═══ INFORMATION GIVEN

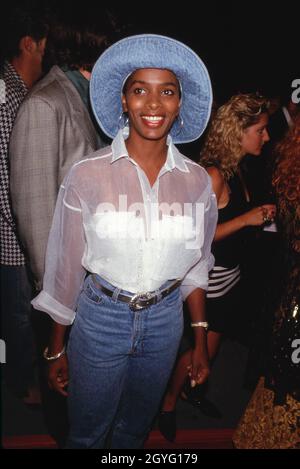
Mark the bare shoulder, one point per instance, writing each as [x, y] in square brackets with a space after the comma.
[216, 176]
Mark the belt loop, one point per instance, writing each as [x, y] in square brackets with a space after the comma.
[158, 295]
[115, 294]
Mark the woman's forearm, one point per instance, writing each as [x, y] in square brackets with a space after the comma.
[57, 338]
[229, 227]
[196, 305]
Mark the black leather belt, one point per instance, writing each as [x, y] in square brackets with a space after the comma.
[139, 300]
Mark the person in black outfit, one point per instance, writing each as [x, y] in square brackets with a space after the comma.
[238, 128]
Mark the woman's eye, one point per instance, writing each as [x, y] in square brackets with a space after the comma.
[168, 92]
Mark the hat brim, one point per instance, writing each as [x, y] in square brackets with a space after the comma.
[152, 51]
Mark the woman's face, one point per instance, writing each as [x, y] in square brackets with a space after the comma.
[152, 101]
[255, 136]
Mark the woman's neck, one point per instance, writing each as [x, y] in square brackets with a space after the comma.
[150, 155]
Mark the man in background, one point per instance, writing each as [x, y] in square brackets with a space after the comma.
[24, 30]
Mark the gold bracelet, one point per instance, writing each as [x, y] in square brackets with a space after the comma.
[53, 357]
[200, 324]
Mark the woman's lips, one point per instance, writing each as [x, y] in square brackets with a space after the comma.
[153, 121]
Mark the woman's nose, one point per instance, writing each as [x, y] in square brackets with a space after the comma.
[153, 101]
[266, 136]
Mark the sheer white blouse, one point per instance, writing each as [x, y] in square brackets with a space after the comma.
[109, 220]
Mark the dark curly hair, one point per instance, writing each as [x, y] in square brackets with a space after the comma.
[286, 177]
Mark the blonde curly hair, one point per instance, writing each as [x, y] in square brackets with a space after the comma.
[222, 147]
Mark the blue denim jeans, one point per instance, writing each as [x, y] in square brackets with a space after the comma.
[119, 363]
[16, 328]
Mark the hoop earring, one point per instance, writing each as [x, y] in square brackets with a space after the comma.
[179, 120]
[123, 120]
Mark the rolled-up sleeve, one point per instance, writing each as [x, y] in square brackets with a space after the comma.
[64, 273]
[197, 277]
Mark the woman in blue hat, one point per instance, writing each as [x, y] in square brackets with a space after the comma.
[130, 239]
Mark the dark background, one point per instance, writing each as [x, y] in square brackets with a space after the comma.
[246, 45]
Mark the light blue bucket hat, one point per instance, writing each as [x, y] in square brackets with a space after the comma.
[117, 63]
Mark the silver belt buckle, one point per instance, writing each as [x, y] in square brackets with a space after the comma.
[134, 302]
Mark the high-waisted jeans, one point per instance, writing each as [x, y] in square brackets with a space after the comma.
[119, 362]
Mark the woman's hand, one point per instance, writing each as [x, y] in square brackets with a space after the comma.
[259, 215]
[198, 370]
[58, 375]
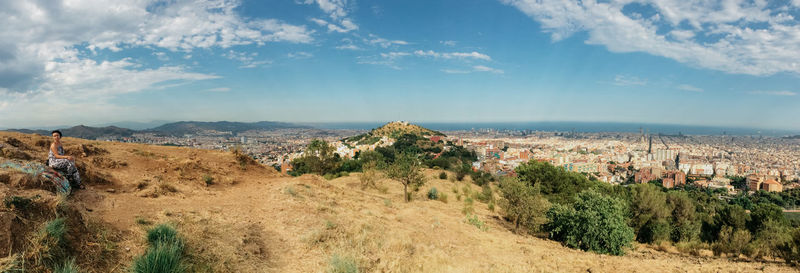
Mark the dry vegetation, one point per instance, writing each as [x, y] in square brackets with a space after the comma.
[252, 219]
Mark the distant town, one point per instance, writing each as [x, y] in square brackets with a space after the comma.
[763, 163]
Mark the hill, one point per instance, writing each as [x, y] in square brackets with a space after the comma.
[253, 219]
[392, 130]
[178, 129]
[85, 132]
[222, 127]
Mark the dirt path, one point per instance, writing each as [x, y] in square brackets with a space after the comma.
[423, 236]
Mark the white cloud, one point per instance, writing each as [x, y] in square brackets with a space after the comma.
[482, 68]
[73, 92]
[219, 89]
[623, 80]
[370, 60]
[346, 25]
[348, 47]
[47, 50]
[690, 88]
[773, 93]
[248, 60]
[300, 55]
[452, 55]
[337, 10]
[385, 43]
[477, 68]
[456, 71]
[745, 37]
[32, 34]
[394, 55]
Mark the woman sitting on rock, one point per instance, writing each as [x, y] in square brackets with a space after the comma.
[64, 163]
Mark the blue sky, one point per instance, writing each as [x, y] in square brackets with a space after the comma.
[723, 63]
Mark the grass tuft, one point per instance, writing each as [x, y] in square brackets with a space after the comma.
[67, 267]
[163, 234]
[49, 244]
[160, 258]
[342, 264]
[433, 194]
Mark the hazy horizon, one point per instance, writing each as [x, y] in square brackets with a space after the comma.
[547, 126]
[712, 63]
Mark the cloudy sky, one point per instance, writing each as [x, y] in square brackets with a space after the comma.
[699, 62]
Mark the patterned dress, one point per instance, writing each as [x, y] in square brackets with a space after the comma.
[64, 165]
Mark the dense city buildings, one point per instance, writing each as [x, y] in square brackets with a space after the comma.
[768, 163]
[671, 160]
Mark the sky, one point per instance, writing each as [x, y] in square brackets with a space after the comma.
[695, 62]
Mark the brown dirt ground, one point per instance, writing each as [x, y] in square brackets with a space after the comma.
[257, 220]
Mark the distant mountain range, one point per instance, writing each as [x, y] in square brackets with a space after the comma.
[171, 129]
[85, 132]
[391, 130]
[194, 127]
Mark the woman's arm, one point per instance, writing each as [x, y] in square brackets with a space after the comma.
[55, 153]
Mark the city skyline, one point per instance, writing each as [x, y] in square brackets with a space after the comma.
[724, 63]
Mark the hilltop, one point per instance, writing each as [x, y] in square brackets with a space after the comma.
[177, 129]
[85, 132]
[195, 127]
[238, 216]
[392, 130]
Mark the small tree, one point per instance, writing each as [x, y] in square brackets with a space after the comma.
[370, 175]
[649, 213]
[523, 204]
[407, 169]
[593, 223]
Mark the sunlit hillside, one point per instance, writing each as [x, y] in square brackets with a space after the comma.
[237, 216]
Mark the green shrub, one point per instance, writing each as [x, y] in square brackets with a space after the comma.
[472, 219]
[208, 179]
[163, 233]
[486, 194]
[468, 209]
[731, 241]
[50, 244]
[433, 194]
[340, 264]
[593, 223]
[523, 204]
[790, 250]
[18, 202]
[160, 258]
[443, 197]
[68, 267]
[769, 239]
[649, 213]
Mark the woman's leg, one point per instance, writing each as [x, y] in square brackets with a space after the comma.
[72, 170]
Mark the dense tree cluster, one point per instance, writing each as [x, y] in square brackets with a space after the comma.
[754, 225]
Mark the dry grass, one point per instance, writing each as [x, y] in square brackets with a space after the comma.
[248, 222]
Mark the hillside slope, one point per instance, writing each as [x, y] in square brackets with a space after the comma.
[255, 220]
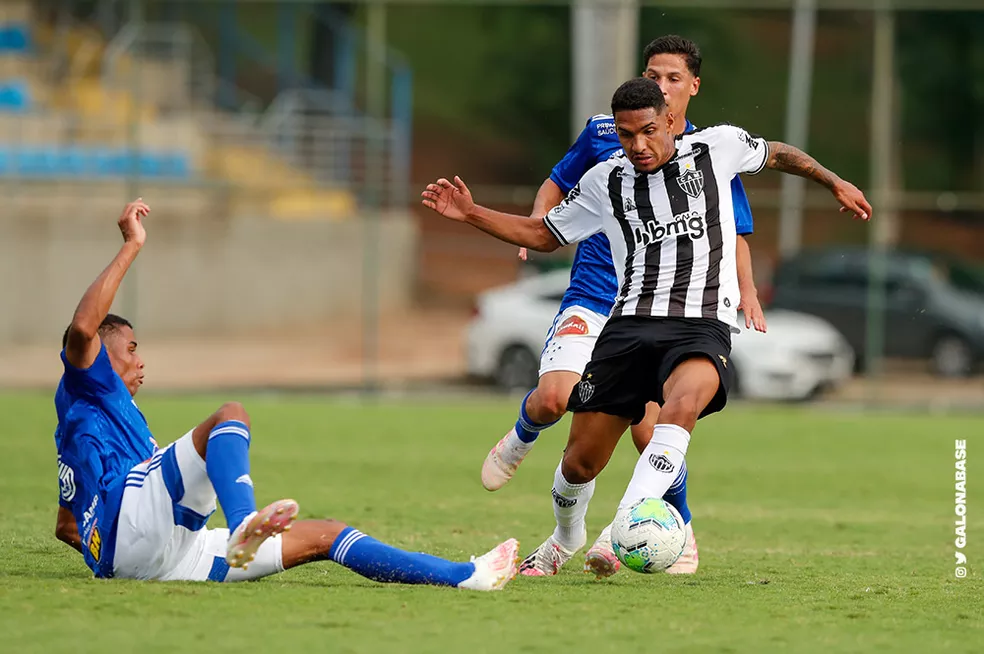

══════

DIRECTIONS. Copy the listing exactly but drop its images.

WRITTEN SOLUTION.
Mark the bare shoulder, one point per instance, writing each as [x, y] in square brackets with a space after the comma.
[216, 176]
Mark the belt loop, one point per instance, writing each as [x, y] in square brackets with a space after the comma.
[158, 295]
[115, 294]
Mark the woman's forearm, one point per instance, writing each as [x, y] in square brackets with a space after the comma.
[57, 338]
[229, 227]
[196, 305]
Mark the black leather belt, one point per instance, writing each as [x, y] in square brackets with a space after the comma.
[139, 300]
Mark the person in black outfit, one point per instance, writing each as [x, y] in square brackets with a space after the comma.
[238, 128]
Mark the woman's eye, one point per instance, writing each as [x, y] in square brackets with a space after the comma.
[168, 92]
Mark the hat brim, one point per instance, writing each as [x, y] in square brackets with a space after the comma.
[152, 51]
Mark the woman's face, one point per instance, writing each as [x, y] in square brackets with a space after the comma.
[152, 101]
[255, 136]
Mark the woman's neck, one point per instance, writing each as [x, y] in square brackets with a space after the comma.
[150, 155]
Mark the man in background, one point per instance, writing each as [x, y] in square brackets with a space after the comma.
[24, 30]
Mark the gold bracelet, one point per instance, writing each as [x, y] in square brackets with a space after the comma.
[53, 357]
[200, 324]
Mark the woman's lips, one point per instance, writing each as [x, y] in square brackets with a space after the comma.
[153, 121]
Mark the woman's nose, one point per instance, writing each as [x, y] in square brackets with a space after the comma.
[153, 101]
[266, 136]
Mark the sheer white blouse, one point per instance, writing each as [x, y] in square brackets with a space after the comma.
[109, 220]
Mark the dark curly hair, one point per instance, writing each as [x, y] in square brackets with a space after the comma.
[286, 177]
Mark the blonde curly hair, one point per instance, writing each as [x, y] in square brackets with a space after the comma.
[222, 147]
Mark the blue denim jeans, one point per instance, writing each as [x, y] in square brackets with a space after the comma.
[119, 363]
[16, 328]
Mark the hoop earring, one point per instance, writing each as [x, y] in square brackets with a space after the comma.
[179, 120]
[123, 120]
Mark the rolled-up sleeve, one point per instance, writing each as [x, y] in square brackets with a space after the comma.
[64, 273]
[197, 277]
Mark the woman in blue hat, one point per instance, writing each as [x, y] in square brackets with a space after the comma.
[130, 239]
Mark the dark background, one point per instance, writing each as [x, y] in square brackets with a space after the comma.
[246, 45]
Mark the light blue bucket hat, one point per instance, writing each as [x, y] in square brackets with a space after the comma.
[117, 63]
Mark the silver belt buckle, one point per instance, writing each as [x, y] in square brackets with a space after the comma.
[134, 302]
Mark the high-waisted jeans, one point per instance, writing each as [x, y] in square brackets with a space after the comma.
[119, 362]
Mark the woman's hand, one point per instance, writing each as [x, y] in square brackets with a space after the comma.
[259, 215]
[198, 370]
[58, 375]
Mark the dry vegetation, one point per instance, writing each as [x, y] in square brackets with a space after the comma.
[252, 219]
Mark the distant town, one point per instance, writing each as [x, y] in square brackets with a space after the comma.
[763, 163]
Mark the hill, one point per instance, writing each as [x, y] in square brackets with a space after the comma.
[253, 219]
[392, 130]
[178, 129]
[85, 132]
[222, 127]
Mark the dirt path, one point per instance, writing each as [x, y] in square brackets with a space after the comma.
[423, 236]
Mark the white cloud, one point per instance, writing each as [x, y] in square brackets with a space after the comma.
[482, 68]
[73, 92]
[219, 89]
[623, 80]
[370, 60]
[346, 25]
[348, 47]
[47, 50]
[690, 88]
[773, 93]
[248, 60]
[300, 55]
[452, 55]
[337, 10]
[385, 43]
[477, 68]
[456, 71]
[745, 37]
[32, 34]
[394, 55]
Mark the woman sitting on rock, one point per instance, writing each as [x, y] in square brackets with a space after the comma.
[64, 163]
Mark the blue sky, one point per instance, writing each as [x, y] in square brackets with a space after the comma.
[723, 63]
Mark the grass tuft, one point per instance, writing each as [x, y] in square brackets with a space after the comma.
[67, 267]
[163, 234]
[49, 244]
[160, 258]
[342, 264]
[433, 194]
Mark the hazy horizon, one point per instance, writing each as [x, y] in square brackets with a space after the comma.
[547, 126]
[712, 63]
Mark the cloudy sky, one point per instance, writing each as [x, y] in square brackets with a space after the comma.
[699, 62]
Mark the patterned dress, one point per instance, writing each as [x, y] in square brackets with a space after the comma.
[64, 165]
Mark the dense city buildings, one point per instance, writing each as [x, y] in square brackets with a space after the comma.
[768, 163]
[671, 160]
Mark the sky, one point per instance, writing each as [x, y] in square brackets with a space after the comma.
[695, 62]
Mark the brown dirt ground, one point per instance, writing each as [x, y] in square brackets with a space after the comma.
[257, 220]
Mark the distant mountain range, one point per instance, writing each as [x, y] in square brackets with a space after the comma.
[171, 129]
[85, 132]
[391, 130]
[194, 127]
Mark the woman's arm, one point per instance, writing each as [x, y] in square brackets with a space after the comma.
[55, 153]
Mark the city skyline, one point per instance, writing each as [x, y] in square brackets with a space after the comma.
[724, 63]
Mark the hilltop, one point per instance, writing each as [x, y] in square brackets with a space after the comma.
[177, 129]
[85, 132]
[195, 127]
[238, 216]
[392, 130]
Mark the small tree, one point per instance, writing each as [x, y] in square brackets with a space after the comma.
[370, 175]
[649, 213]
[523, 204]
[407, 169]
[593, 223]
Mark the sunlit hillside, one point per instance, writing each as [x, y] in square brackets with a space after the comma.
[237, 216]
Mark the green shrub, one point per instance, writing each as [x, y] in square brackets with a space after the comma.
[472, 219]
[208, 179]
[163, 233]
[486, 194]
[468, 209]
[731, 241]
[50, 244]
[433, 194]
[340, 264]
[593, 223]
[523, 204]
[790, 250]
[18, 202]
[160, 258]
[443, 197]
[68, 267]
[769, 239]
[649, 213]
Mark the woman's leg, one point per instance, writing each as [x, y] in square brackets with a space after the comma.
[72, 170]
Mark the dense tree cluster, one point per instance, writing each as [x, y] in square brackets with a space after the comma.
[754, 225]
Mark the dry grass, one point per instance, writing each as [x, y] in square brackets with a space after the comma.
[248, 222]
Mark the hillside slope, one point per instance, writing each as [x, y] in square brackets with a space after the comma.
[255, 220]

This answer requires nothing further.